** PROVIDED DATA follows **
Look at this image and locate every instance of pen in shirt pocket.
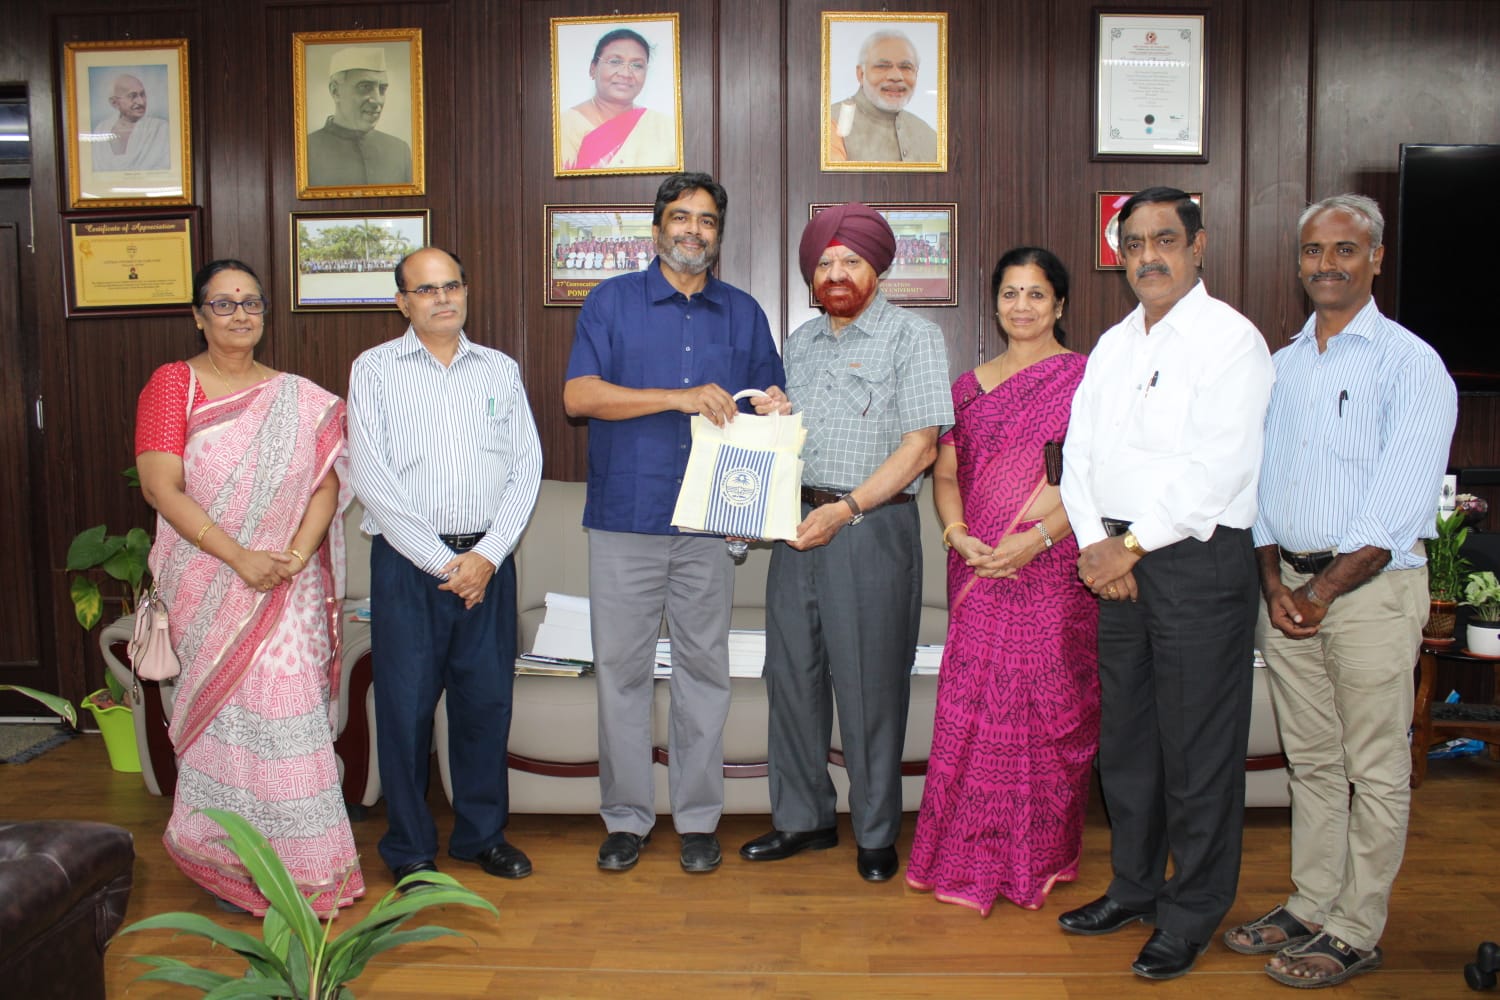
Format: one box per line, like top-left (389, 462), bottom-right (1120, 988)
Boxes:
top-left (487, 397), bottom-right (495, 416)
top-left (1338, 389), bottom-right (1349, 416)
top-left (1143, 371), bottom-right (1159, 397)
** End of PROVIDED DATA **
** PROVIDED DATA follows **
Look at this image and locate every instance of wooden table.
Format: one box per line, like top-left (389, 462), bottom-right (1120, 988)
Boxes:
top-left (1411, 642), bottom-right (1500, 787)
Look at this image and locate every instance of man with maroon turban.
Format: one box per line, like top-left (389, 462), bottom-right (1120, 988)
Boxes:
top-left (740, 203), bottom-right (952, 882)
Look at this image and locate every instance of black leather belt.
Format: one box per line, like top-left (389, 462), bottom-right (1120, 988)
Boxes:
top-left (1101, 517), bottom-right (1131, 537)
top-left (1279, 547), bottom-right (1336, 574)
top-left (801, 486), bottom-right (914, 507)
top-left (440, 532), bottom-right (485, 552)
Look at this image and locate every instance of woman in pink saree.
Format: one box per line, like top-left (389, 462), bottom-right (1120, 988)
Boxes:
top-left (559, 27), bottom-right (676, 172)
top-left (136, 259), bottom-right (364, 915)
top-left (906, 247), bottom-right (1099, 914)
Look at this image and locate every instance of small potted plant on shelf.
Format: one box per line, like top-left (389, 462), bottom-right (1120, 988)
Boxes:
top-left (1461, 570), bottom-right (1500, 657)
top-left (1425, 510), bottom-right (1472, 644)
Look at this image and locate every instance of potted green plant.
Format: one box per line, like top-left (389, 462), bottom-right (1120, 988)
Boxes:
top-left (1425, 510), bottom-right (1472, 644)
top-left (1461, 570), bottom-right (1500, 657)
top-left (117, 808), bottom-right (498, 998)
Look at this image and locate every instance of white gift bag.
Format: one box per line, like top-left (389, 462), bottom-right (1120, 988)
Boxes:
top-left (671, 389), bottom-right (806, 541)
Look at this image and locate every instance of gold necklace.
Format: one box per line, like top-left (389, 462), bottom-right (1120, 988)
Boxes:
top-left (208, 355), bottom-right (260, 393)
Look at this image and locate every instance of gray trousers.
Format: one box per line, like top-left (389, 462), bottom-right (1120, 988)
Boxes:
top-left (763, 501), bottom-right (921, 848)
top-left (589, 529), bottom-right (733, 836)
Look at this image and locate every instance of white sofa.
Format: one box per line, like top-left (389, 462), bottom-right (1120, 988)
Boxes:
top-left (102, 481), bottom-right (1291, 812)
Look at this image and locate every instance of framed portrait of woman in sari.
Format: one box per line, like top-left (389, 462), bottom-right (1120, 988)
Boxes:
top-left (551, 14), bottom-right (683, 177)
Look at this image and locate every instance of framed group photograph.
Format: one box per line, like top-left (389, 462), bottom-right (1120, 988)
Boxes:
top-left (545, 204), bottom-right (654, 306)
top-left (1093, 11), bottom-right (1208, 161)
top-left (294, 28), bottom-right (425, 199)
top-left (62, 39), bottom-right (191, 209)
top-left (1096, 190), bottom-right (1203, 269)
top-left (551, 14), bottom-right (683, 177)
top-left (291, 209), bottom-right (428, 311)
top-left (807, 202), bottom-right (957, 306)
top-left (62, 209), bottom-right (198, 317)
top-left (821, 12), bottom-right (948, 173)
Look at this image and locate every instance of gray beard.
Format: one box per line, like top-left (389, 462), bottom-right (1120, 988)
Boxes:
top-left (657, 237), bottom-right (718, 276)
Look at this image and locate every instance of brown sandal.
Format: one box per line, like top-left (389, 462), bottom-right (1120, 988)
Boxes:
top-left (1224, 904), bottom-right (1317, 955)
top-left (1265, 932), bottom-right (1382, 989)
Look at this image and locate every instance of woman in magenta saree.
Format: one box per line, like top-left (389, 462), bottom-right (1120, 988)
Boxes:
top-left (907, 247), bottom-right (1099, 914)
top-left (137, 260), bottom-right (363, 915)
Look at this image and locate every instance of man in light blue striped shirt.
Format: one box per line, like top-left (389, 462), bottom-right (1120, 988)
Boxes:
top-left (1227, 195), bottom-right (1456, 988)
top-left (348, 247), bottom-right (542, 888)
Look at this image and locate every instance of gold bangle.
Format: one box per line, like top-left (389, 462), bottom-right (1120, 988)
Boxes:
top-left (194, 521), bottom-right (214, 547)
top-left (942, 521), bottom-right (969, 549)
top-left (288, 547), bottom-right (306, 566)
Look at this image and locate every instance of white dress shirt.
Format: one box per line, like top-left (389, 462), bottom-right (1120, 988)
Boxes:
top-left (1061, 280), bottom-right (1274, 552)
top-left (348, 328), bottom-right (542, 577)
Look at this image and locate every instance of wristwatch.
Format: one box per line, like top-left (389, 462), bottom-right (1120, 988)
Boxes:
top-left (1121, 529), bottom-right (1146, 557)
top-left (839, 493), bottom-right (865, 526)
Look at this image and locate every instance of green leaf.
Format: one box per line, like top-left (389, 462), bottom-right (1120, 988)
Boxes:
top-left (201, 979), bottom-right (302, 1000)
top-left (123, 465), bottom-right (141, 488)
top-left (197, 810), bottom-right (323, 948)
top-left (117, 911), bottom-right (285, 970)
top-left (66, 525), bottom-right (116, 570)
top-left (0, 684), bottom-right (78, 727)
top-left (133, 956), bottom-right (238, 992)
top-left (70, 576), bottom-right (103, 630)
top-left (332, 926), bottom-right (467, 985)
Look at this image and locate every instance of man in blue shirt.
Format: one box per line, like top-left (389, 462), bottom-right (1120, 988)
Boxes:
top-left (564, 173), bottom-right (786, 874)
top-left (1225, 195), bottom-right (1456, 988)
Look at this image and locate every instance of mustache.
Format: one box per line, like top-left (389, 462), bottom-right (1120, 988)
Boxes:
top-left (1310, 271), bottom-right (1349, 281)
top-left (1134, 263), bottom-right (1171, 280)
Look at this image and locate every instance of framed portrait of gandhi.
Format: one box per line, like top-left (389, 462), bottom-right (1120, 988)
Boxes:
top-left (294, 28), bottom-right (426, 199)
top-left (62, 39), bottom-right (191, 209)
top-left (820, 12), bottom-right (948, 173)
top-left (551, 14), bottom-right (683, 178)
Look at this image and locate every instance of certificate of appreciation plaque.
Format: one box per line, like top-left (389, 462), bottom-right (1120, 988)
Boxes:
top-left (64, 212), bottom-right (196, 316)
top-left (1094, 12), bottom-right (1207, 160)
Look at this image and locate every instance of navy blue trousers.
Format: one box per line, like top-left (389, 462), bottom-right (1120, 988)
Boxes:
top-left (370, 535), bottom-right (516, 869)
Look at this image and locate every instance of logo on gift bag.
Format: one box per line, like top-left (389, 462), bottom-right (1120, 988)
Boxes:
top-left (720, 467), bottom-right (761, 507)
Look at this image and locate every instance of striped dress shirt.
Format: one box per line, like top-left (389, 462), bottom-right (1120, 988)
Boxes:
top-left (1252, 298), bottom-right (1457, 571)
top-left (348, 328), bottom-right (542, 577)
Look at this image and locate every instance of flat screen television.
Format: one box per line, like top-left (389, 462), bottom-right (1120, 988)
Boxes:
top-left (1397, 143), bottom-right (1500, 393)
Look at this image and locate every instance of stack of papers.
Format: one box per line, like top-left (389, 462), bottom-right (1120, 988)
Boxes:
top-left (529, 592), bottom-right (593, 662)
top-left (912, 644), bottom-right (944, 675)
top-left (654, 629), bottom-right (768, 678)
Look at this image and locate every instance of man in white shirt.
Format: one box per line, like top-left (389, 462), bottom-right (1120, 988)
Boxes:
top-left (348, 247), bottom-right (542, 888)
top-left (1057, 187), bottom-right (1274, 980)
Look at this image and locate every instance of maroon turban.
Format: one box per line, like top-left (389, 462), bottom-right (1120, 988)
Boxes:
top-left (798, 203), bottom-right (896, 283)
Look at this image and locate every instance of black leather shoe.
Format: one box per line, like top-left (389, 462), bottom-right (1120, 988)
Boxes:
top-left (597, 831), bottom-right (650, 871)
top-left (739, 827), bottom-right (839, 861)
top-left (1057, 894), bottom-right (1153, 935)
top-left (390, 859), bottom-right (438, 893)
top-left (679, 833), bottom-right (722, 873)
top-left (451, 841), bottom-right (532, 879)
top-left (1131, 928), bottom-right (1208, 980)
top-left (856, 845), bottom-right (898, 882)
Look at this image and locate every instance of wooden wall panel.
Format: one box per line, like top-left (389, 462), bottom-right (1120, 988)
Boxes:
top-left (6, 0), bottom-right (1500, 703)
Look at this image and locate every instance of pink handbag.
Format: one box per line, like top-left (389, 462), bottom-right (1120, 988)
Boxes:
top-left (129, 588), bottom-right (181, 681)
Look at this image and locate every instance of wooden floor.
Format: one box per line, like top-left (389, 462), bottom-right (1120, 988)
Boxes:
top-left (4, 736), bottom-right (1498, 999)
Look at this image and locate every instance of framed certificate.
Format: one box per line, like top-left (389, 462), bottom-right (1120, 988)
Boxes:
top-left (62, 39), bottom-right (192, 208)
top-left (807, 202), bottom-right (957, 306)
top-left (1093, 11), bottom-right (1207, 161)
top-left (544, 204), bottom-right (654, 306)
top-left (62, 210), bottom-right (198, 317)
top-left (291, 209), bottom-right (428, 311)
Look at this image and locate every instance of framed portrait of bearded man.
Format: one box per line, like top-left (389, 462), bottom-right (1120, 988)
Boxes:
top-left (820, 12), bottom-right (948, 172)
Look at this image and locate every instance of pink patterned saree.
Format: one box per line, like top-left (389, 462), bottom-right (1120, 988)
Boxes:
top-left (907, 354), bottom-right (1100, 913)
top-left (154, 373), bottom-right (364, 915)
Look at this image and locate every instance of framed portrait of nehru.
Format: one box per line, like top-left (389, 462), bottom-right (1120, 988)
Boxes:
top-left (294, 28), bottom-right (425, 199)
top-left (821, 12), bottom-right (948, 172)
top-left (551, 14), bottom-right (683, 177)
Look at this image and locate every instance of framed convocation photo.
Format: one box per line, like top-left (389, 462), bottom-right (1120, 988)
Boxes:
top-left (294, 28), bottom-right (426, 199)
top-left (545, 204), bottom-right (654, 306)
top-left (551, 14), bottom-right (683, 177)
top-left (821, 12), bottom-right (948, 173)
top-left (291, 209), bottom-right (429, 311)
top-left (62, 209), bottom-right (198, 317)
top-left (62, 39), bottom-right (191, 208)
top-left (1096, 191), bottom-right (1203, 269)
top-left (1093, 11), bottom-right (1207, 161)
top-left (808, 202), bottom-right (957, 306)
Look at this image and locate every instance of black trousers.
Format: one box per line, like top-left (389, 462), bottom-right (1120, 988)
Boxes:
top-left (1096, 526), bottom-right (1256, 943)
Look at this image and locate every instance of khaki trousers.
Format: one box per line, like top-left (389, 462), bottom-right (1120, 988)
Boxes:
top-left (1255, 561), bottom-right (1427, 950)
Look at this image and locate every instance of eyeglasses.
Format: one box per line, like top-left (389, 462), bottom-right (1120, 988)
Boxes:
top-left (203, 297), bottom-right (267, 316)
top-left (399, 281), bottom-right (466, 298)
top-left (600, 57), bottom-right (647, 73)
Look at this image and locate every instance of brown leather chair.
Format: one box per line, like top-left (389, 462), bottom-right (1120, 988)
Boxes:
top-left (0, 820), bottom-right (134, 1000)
** End of PROVIDED DATA **
TASK DETAILS:
Read the entries and pick out all lines that include the word "framed".

SOLUTION TO THE PROBLEM:
Look at this image and locate every instance of framed portrait of woman in sari.
Look at this image and locate every instance of framed group photograph.
Look at this image and locate every instance of framed portrait of gandhi.
Look at this image and locate every instance of framed certificate.
Look at this image and locate every instance of framed portrait of bearded man.
Look at this image and locate every instance of framed portrait of nehru.
Look at this image and locate every instance of framed convocation photo.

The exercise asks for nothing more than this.